■ **REQUIRED WORK**: What is needed is an exact repeat of the lines from the line containing "Question. The picture above shows the bush" through the final line of the entries below, and nothing else.

* start *

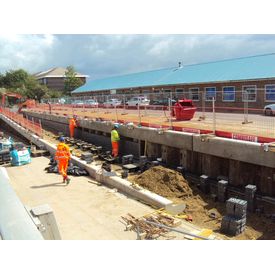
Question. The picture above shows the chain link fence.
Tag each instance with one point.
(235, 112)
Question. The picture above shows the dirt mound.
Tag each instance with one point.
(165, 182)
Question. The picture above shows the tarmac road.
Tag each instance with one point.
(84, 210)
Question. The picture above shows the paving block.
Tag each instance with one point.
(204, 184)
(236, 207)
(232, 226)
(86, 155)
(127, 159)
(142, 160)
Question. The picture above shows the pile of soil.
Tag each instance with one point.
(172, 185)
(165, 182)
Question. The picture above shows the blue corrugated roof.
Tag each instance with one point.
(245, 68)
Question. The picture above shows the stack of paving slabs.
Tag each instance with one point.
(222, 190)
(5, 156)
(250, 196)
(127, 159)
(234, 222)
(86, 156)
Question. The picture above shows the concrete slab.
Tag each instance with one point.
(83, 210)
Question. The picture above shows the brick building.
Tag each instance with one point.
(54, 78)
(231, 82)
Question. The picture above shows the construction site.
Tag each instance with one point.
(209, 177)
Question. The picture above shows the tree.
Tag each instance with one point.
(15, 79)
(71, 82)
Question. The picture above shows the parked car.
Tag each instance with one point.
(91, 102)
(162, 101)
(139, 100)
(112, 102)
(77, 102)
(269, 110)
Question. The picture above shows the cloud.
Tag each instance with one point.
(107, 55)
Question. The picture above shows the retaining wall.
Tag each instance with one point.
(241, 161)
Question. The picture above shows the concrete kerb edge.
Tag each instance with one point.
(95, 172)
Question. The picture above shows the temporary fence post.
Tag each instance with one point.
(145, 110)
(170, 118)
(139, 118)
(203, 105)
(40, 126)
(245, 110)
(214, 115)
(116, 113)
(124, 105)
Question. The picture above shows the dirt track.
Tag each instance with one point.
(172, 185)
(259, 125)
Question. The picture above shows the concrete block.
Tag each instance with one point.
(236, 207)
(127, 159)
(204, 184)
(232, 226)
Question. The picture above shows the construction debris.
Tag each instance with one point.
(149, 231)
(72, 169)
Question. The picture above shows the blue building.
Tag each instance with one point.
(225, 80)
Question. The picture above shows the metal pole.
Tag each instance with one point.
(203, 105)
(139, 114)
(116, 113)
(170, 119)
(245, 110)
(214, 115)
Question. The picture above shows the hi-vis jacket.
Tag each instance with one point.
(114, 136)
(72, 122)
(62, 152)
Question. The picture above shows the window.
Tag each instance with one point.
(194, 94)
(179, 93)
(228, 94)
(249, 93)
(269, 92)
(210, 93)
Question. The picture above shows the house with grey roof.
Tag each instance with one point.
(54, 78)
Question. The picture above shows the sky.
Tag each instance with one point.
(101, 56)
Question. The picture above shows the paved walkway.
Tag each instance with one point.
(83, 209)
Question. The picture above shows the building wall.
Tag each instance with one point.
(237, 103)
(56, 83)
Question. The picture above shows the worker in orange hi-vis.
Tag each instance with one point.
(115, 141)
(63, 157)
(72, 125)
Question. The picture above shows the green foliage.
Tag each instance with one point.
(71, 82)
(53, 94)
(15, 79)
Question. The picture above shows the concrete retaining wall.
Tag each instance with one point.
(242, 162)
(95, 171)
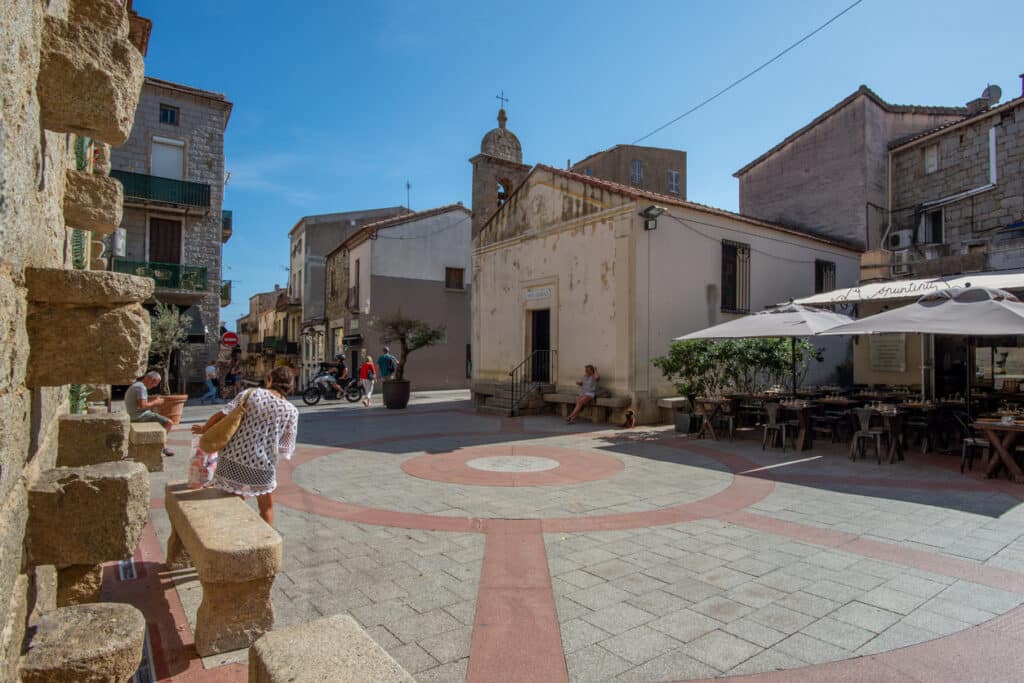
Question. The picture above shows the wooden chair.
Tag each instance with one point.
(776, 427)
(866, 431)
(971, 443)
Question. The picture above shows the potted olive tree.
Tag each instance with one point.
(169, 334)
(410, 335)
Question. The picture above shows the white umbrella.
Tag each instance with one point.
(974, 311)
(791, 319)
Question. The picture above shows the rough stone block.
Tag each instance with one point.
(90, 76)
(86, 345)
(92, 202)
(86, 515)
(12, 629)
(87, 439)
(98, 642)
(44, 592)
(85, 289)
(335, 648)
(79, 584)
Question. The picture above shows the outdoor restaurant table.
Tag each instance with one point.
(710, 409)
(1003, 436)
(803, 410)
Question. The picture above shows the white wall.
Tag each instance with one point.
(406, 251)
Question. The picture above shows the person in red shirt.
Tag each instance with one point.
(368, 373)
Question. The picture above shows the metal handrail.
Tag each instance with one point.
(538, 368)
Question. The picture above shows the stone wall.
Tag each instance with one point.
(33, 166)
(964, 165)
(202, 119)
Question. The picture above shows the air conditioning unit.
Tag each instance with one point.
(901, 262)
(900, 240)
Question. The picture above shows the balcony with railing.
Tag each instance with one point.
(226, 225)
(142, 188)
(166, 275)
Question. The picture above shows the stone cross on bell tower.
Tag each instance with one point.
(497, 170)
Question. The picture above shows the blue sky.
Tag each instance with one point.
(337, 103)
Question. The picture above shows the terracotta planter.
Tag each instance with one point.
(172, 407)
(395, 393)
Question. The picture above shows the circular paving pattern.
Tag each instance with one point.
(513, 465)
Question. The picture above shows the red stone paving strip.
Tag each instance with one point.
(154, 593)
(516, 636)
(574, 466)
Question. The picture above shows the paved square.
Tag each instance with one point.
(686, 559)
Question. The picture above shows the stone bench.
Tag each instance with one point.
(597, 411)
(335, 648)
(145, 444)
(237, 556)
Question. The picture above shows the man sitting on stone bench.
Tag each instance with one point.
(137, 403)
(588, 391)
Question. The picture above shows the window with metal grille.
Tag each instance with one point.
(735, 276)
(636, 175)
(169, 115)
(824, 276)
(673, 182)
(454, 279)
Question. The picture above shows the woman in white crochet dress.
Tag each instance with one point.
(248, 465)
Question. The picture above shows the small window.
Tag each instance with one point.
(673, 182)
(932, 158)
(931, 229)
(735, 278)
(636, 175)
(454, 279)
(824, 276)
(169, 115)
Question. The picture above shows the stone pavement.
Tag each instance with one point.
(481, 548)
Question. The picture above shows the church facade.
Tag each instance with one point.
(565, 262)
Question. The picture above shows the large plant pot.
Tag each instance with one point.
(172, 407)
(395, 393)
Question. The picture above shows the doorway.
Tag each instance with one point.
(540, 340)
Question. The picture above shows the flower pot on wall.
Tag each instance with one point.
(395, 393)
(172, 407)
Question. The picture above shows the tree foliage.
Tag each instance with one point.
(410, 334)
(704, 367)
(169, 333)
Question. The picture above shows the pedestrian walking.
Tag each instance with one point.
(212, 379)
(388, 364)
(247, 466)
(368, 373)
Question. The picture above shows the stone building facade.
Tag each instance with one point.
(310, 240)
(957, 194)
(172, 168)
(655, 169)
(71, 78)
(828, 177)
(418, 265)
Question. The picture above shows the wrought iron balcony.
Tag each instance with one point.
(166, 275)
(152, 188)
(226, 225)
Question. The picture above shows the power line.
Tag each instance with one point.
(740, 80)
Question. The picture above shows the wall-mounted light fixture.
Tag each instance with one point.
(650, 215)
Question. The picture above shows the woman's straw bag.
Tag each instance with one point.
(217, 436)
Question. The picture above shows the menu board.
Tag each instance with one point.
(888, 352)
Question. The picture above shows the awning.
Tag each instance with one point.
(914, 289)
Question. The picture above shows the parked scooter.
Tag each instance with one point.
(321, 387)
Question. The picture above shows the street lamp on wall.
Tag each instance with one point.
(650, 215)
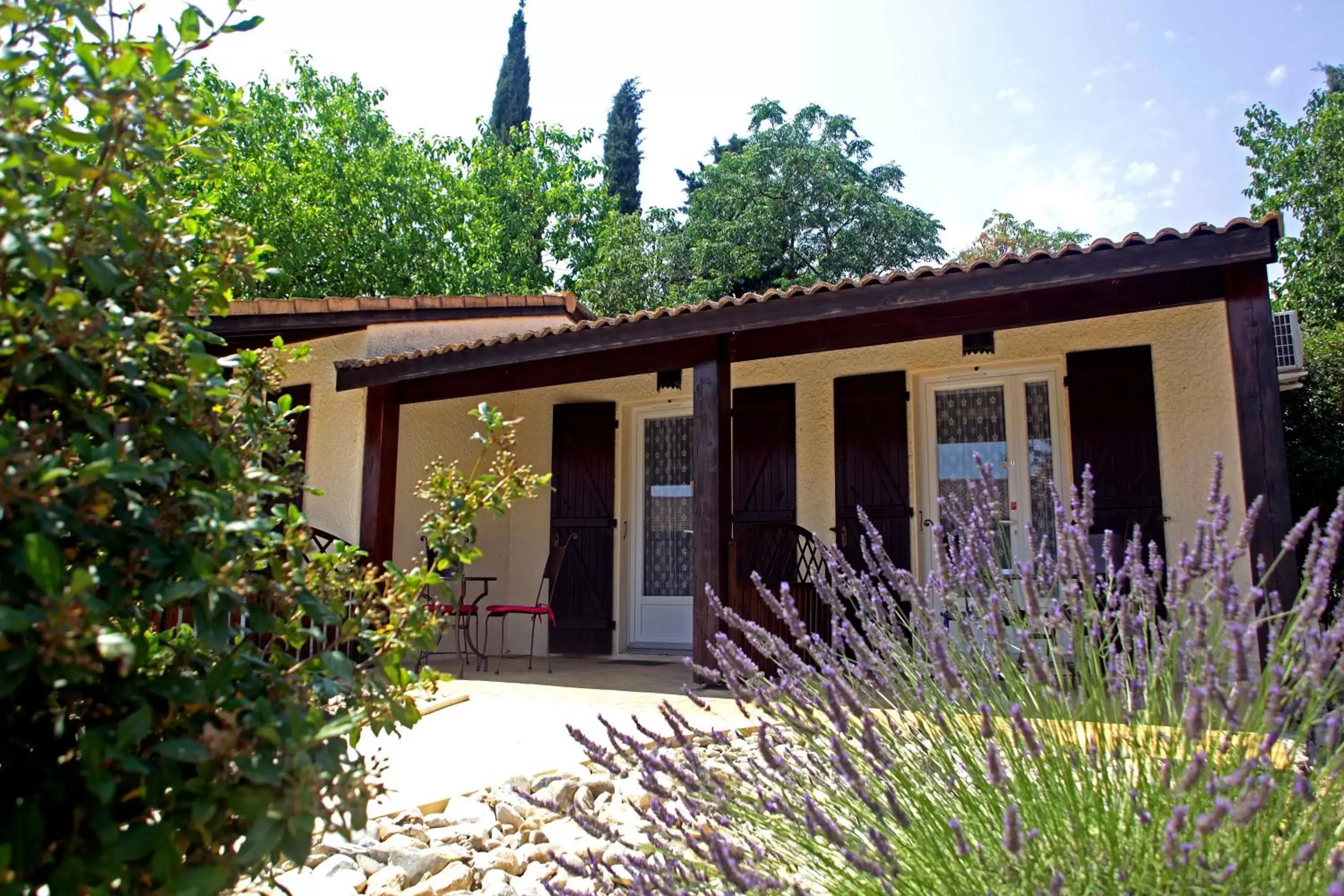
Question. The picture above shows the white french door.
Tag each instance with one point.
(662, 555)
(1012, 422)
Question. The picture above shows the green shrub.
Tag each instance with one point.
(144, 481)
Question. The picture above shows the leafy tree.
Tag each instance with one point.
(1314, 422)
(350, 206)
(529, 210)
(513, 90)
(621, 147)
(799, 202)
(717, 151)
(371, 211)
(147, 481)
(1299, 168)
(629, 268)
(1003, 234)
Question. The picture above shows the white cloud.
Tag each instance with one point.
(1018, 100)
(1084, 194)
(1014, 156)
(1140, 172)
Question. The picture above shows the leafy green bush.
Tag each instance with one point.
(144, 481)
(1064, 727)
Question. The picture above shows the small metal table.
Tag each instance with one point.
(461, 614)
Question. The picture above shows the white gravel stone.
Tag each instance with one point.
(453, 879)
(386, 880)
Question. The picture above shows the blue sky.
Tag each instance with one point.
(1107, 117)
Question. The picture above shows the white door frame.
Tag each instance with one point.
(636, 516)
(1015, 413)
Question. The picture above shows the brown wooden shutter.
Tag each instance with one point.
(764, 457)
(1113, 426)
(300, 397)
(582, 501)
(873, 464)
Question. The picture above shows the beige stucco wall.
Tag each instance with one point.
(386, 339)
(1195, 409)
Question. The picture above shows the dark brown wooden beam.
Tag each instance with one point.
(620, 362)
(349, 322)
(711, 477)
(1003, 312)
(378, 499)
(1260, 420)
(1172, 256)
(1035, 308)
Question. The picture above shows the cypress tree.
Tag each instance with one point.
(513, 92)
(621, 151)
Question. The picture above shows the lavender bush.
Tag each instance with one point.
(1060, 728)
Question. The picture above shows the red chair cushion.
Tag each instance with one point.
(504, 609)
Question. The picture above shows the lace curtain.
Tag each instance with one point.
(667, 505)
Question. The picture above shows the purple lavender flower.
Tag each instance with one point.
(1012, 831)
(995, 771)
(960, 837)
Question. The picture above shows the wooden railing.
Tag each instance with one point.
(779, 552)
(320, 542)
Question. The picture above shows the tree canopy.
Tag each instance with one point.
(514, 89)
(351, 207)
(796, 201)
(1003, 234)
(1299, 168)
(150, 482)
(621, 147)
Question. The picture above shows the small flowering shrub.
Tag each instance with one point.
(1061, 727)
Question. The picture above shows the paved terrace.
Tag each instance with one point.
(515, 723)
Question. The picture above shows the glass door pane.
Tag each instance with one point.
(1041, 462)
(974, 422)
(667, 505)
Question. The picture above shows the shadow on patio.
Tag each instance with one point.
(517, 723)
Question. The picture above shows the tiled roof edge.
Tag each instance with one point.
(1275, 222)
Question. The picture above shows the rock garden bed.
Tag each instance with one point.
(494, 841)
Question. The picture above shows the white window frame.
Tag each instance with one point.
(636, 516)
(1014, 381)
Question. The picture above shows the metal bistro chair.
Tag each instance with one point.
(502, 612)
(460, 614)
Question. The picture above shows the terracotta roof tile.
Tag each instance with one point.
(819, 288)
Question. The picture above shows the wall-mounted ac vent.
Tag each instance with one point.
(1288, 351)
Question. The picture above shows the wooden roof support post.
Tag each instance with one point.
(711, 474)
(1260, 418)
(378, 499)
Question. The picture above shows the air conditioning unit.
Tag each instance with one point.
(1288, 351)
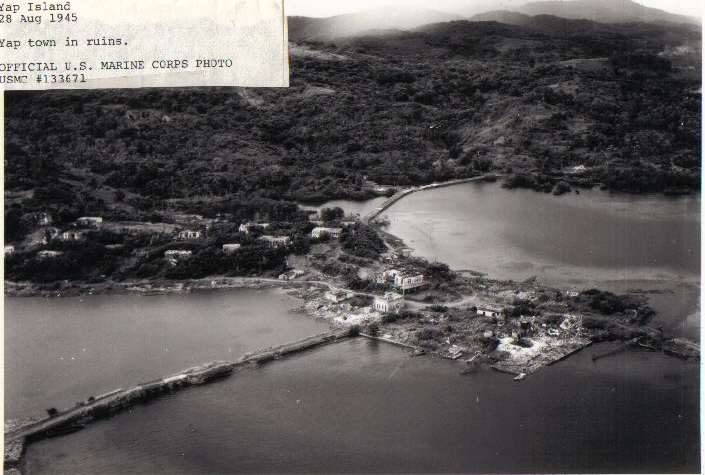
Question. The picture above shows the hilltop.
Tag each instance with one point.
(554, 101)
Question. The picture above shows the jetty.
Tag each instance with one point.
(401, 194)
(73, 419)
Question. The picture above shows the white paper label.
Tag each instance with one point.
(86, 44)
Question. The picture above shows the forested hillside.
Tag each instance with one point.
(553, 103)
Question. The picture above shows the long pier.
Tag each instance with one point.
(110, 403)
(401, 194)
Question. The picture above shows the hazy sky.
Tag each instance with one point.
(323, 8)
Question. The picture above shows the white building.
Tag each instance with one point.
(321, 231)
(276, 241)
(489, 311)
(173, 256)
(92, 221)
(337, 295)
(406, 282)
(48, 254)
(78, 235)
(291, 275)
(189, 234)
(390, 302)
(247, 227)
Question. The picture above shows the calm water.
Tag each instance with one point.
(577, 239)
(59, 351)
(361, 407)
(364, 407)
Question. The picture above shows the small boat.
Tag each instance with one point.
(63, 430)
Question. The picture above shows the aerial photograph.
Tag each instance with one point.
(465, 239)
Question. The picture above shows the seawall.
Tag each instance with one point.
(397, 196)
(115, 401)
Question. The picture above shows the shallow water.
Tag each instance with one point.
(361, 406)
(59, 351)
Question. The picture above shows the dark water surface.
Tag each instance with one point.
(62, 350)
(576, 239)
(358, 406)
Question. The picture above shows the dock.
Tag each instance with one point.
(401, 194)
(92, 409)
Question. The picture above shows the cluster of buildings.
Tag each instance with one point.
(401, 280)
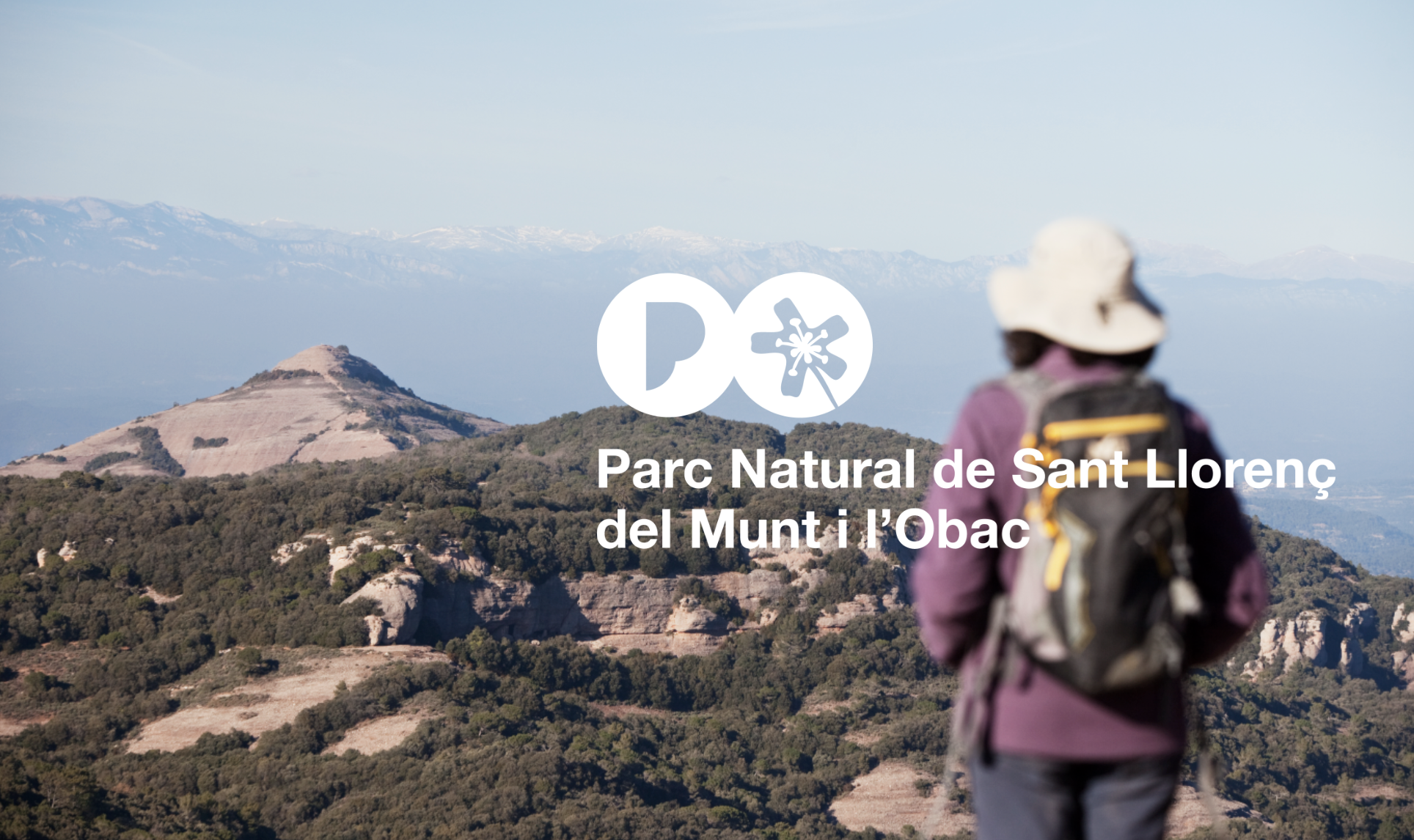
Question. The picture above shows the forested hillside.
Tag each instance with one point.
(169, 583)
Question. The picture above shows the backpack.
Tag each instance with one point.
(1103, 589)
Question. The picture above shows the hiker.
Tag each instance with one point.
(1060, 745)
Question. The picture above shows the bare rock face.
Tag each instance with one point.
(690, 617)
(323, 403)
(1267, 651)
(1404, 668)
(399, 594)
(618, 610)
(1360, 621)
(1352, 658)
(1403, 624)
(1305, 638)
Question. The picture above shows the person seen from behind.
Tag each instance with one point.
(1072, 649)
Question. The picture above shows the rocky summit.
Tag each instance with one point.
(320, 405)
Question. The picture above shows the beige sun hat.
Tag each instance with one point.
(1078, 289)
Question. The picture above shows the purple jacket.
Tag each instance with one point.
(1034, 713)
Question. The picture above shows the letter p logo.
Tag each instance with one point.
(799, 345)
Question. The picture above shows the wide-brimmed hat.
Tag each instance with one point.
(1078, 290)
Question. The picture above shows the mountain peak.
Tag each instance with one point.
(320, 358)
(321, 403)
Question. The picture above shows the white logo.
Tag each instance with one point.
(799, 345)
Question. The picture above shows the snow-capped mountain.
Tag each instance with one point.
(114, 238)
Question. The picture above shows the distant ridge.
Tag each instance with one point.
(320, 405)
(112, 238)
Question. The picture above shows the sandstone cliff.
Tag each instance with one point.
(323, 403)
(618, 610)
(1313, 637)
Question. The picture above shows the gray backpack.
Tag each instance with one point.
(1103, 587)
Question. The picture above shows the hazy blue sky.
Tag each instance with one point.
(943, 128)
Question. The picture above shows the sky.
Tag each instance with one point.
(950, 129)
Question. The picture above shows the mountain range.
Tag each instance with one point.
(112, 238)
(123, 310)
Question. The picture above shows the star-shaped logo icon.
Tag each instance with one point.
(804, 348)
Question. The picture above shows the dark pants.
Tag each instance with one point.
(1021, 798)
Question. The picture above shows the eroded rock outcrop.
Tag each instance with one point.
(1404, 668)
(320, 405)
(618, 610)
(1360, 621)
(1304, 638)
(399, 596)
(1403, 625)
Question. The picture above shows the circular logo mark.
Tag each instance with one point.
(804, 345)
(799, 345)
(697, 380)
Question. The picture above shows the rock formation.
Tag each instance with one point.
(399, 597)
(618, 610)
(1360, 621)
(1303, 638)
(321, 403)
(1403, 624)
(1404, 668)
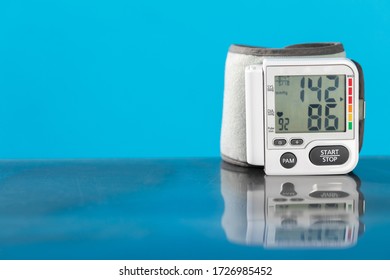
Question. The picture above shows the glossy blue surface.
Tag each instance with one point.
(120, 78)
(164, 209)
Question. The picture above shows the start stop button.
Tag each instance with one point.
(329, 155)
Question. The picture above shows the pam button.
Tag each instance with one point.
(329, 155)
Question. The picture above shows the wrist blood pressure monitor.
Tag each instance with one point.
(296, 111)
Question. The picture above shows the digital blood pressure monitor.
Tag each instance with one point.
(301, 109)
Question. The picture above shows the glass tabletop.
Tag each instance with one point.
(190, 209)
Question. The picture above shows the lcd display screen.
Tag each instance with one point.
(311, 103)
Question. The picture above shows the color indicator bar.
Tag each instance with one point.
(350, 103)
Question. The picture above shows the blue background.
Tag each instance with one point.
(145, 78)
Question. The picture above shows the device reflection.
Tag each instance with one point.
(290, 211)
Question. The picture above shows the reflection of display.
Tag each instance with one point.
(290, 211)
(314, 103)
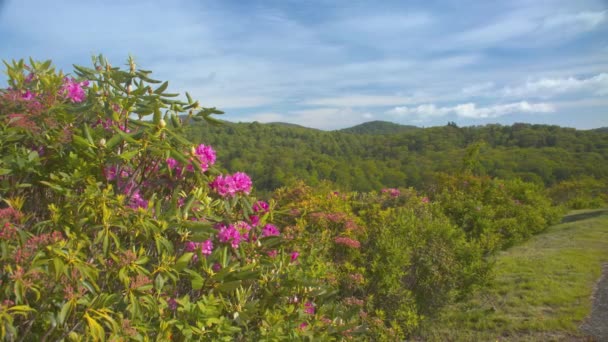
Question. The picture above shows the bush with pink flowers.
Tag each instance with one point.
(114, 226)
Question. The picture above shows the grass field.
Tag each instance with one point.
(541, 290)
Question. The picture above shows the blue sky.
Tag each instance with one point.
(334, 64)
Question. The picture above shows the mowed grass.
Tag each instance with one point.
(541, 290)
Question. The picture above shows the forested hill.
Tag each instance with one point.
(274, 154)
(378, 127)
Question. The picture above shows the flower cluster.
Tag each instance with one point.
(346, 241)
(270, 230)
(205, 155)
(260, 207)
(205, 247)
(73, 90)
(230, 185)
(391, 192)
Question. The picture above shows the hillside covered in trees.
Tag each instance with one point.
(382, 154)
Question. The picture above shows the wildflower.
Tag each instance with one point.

* end *

■ **RESPONSE**:
Question. The picture above shows the bush with pink flowers.
Tag each instance with one point.
(114, 226)
Question. The picture above shows the grass field.
Tag each instance with one point.
(541, 290)
Question. The picture above shows the blue sky.
Tag each instance with one point.
(334, 64)
Question. The picture above shows the mowed grass.
Tag each instance with one point.
(541, 290)
Question. The picture above shows the forested hill.
Tag each instance with one point.
(274, 154)
(378, 127)
Question. The picture above shows the flower cluster.
Tag each instance with one point.
(346, 241)
(270, 230)
(205, 155)
(260, 207)
(205, 247)
(73, 90)
(230, 185)
(391, 192)
Question. The picture above shows the hillside covered in trees.
Tag each instance with one point.
(382, 154)
Question. The picture above shows the wildflower.
Tag each instance with one point.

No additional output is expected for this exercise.